ПИСЬМЕННОЕ ЗАДАНИЕ 1:
Кого, согласно отрывку о первой беседе патриарха Фотия, греки превратили в рабов?

ОТРЫВОК:
#####

Первая беседа патриарха Фотия по случаю нашествия россов(Выражение «по случаю нашествия россов» является оригинальным заглавием бесед, а не добавлено П. Успенским.)
В первом разделе среди риторики мы находим: «И как не терпеть нам страшных бед, когда мы убийственно рассчитались с теми, которые должны были нам что-то малое, ничтожное». Здесь явное указание, подкрепляемое и дальнейшим, что какие-то руссы были убиты в Константинополе из-за ничтожного долга. Из выражения «должны были нам» трудно понять, были ли убитые русские должны грекам частным лицам, или были должниками греческого государства.
Далее: «Не миловали ближних: напротив, как только избавлялись от тяготевших над нами устрашений и опасностей, поступали с ними гораздо суровее, не помышляя ни о множестве и тяжести собственных долгов, ни о прощении их Спасителем, и не оставляя сорабам малейшего долга, которого и сравнить нельзя с нашими долгами. Многие и великие из нас получали свободу (из плена) по человеколюбию: а мы немногих молотильщиков бесчеловечно сделали своими рабами».
И в этом отрывке явно сквозит упрек Фотия соотечественникам за бесчеловечность в отношении руссов. К сожалению, он говорит намеками, ибо говорит о фактах, в то время всем известных. Он указывает на неблагородство поведения греков: сами они, даже знатного происхождения, получали свободу из плена просто по человеколюбию, а когда молотильщики хлеба (очевидно, руссы) оказались несостоятельными должниками, – греки превратили их в рабов.
Во втором отделе мы находим: «Да теперь я не вижу и пользы от слез. Ибо, когда перед нашими глазами мечи врагов обагряются кровью единоплеменников наших, и когда мы, видя это, вместо помощи им, бездействуем, потому что не знаем, что и делать»… Отсюда следует, что Царьград был в полной растерянности и не оказал населению пригородов никакой помощи.

#####

ЗАПИСИ ДЛЯ ОБРАБОТКИ:
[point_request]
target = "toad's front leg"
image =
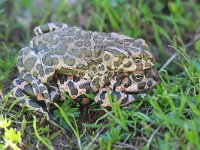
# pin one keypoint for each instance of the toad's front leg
(24, 92)
(104, 99)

#####

ПИСЬМЕННОЕ ЗАДАНИЕ 2:
Соберите все строки записей, в которых есть слово «front». Регистр учитывается.

ПРАВИЛЬНЫЙ ОТВЕТ 1:
Молотильщиков хлеба (очевидно, руссов), оказавшихся несостоятельными должниками.

ПРАВИЛЬНЫЙ ОТВЕТ 2:
target = "toad's front leg"
# pin one keypoint for each instance of the toad's front leg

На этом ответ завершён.